Background information
- Born: Otis Whitfield Williams Jr. November 23, 1981 (age 44)
- Origin: Atlanta, Georgia, U.S.
- Genres: Southern hip-hop; trap;
- Occupation: Rapper
- Works: OJ da Juiceman discography
- Years active: 2003–present
- Labels: 32; 101 Distribution; 1017; Asylum; So Icey; Mizay; Never Again;

= OJ da Juiceman =

American rapper (born 1981)

Otis Whitfield Williams Jr. (born November 23, 1981), known professionally as OJ da Juiceman, is an American rapper. He is best known for his 2008 single "Make tha Trap Say Aye" (featuring Gucci Mane), which entered the Bubbling Under Hot 100. The following year, he signed with Asylum Records to release his debut studio album The Otha Side of the Trap (2009), which failed to chart.

==Personal life==
===Early life===
Otis Williams Jr. was raised by a single mother in East Atlanta. During the early 1990s, Williams met fellow Southern rapper Gucci Mane who lived in the same apartment buildings with whom he would later collaborate as OJ da Juiceman. Juiceman began his music career with "Never Again Records", widely known for their 2004 Summer spin-off hit "Black Tee". Following the creation of his own label 32 Entertainment, he partnered up with Gucci Mane CEO of So Icey Entertainment. OJ released 6 mixtapes under 32 Entertainment and has been featured on many underground mixtapes featuring various artists.

==Music career==
===2006–2010: The Otha Side of the Trap===
OJ da Juiceman was shot eight times on April 4, 2009, and performed a show that same week. The shooting has since left him with a permanent limp. After releasing over a dozen mixtapes hosted by such DJs as DJ Drama, Trap-a-Holics, DJ Holiday, DJ 5150, OJ da Juiceman founded the vanity label 32 Entertainment and signed to the Asylum Records in 2009. OJ's Asylum debut, The Otha Side of the Trap, contained both new tracks and previously released mixtape tracks. The album included the single "I'm Gettin' Money" and another that featured Gucci Mane, "Make tha Trap Say Aye". OJ also appeared on Jadakiss's single "Who's Real" and R. Kelly's "Supaman High" and has a mixtape with DJ Holiday called Alaska in Atlanta.

Exercise details:
Please condense the paragraph in the OJ da Juiceman profile beginning "OJ da Juiceman was shot eight times" into a short bulleted list that keeps its main facts. The records have no connection to the OJ da Juiceman profile.

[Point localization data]
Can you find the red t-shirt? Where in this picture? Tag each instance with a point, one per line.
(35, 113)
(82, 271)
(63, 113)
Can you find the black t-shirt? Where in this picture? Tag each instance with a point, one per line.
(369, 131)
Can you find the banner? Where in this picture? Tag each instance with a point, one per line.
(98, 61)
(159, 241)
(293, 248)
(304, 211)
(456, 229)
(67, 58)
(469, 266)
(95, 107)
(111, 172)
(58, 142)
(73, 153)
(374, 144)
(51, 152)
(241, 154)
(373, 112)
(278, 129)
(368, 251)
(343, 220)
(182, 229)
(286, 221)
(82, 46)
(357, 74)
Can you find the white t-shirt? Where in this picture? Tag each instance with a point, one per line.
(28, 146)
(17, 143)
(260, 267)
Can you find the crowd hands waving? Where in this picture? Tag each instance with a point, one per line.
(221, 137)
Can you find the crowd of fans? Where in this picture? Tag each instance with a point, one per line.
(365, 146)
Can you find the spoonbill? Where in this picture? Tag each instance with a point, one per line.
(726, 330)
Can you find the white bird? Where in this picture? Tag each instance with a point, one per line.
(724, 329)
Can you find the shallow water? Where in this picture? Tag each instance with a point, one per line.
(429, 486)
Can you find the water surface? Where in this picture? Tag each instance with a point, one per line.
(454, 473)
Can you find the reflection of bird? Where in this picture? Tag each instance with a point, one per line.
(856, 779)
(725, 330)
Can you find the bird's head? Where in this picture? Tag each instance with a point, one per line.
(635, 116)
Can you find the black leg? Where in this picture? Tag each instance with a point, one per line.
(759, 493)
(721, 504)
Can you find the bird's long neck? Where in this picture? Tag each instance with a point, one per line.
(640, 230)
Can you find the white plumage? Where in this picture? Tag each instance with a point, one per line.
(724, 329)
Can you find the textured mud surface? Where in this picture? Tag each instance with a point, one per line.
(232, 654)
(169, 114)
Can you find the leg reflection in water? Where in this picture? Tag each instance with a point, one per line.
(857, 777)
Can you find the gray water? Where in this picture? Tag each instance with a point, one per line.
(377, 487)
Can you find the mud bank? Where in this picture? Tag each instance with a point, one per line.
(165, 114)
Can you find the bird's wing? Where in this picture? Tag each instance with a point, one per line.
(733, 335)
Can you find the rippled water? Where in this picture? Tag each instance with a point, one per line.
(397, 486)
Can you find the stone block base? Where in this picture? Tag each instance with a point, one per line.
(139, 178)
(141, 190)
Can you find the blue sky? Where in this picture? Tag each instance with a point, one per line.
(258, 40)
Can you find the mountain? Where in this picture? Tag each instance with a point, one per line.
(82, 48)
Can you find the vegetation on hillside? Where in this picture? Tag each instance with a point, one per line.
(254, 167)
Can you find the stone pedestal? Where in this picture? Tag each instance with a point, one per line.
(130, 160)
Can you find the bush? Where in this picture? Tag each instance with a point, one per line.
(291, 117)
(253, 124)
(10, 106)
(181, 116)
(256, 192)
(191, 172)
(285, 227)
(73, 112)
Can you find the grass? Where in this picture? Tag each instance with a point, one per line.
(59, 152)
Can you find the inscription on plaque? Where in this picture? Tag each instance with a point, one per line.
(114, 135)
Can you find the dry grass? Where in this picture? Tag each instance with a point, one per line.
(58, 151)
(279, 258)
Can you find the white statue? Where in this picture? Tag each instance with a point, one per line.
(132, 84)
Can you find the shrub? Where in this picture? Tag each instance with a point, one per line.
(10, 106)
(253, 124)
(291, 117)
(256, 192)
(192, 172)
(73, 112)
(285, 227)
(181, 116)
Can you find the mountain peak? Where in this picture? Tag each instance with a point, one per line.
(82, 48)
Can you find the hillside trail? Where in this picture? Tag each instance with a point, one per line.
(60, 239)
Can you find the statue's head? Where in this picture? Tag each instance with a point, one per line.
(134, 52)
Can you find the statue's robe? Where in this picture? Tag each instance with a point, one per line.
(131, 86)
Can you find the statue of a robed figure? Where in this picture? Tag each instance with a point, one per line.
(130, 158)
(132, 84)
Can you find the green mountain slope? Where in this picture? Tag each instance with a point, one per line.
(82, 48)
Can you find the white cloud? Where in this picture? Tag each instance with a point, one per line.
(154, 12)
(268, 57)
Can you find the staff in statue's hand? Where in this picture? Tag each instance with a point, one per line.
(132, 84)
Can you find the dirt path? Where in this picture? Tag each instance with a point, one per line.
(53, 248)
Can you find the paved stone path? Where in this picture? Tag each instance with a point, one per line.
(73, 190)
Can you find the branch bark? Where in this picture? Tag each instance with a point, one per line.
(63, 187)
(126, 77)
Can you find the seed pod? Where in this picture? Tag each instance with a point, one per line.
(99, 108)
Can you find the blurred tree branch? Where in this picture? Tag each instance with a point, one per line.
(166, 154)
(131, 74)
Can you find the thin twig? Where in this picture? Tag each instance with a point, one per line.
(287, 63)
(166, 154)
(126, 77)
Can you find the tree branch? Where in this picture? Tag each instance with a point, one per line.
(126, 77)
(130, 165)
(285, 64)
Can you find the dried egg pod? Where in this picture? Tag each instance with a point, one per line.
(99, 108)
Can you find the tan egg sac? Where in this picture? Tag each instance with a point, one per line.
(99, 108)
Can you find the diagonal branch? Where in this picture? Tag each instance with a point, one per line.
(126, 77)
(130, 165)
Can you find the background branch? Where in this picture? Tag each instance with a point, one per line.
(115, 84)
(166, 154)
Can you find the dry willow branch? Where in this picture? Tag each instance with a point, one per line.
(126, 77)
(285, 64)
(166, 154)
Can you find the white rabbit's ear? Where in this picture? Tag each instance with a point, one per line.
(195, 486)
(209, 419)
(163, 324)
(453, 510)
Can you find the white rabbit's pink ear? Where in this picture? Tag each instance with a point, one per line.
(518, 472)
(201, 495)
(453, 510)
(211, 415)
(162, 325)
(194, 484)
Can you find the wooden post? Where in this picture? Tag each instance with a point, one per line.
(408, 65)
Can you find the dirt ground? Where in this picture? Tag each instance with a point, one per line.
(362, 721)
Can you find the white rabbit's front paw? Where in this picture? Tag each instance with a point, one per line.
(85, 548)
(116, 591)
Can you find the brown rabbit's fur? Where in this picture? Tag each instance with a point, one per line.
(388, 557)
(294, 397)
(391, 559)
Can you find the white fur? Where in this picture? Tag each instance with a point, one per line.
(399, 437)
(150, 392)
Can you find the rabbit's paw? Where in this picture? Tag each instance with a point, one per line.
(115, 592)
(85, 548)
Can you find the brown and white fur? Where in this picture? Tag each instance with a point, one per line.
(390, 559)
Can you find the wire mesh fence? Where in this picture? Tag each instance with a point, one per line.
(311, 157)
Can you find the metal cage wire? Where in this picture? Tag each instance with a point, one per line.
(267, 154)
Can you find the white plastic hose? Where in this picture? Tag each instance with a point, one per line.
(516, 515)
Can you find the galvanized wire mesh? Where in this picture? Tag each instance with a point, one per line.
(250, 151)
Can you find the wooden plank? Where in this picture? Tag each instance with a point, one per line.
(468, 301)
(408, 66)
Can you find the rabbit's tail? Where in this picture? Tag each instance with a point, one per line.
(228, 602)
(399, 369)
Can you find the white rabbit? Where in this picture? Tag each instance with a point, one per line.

Your solution:
- Shot eight times on April 4, 2009, he performed a show that same week, and the shooting left him with a permanent limp.
- He released over a dozen mixtapes hosted by DJs such as DJ Drama, Trap-a-Holics, DJ Holiday and DJ 5150.
- He then founded the vanity label 32 Entertainment and signed to Asylum Records in 2009.
- His Asylum debut, The Otha Side of the Trap, mixed new tracks with previously released mixtape tracks.
- The album included the single "I'm Gettin' Money" and "Make tha Trap Say Aye," which featured Gucci Mane.
- He appeared on Jadakiss's single "Who's Real" and R. Kelly's "Supaman High."
- He has a mixtape with DJ Holiday called Alaska in Atlanta.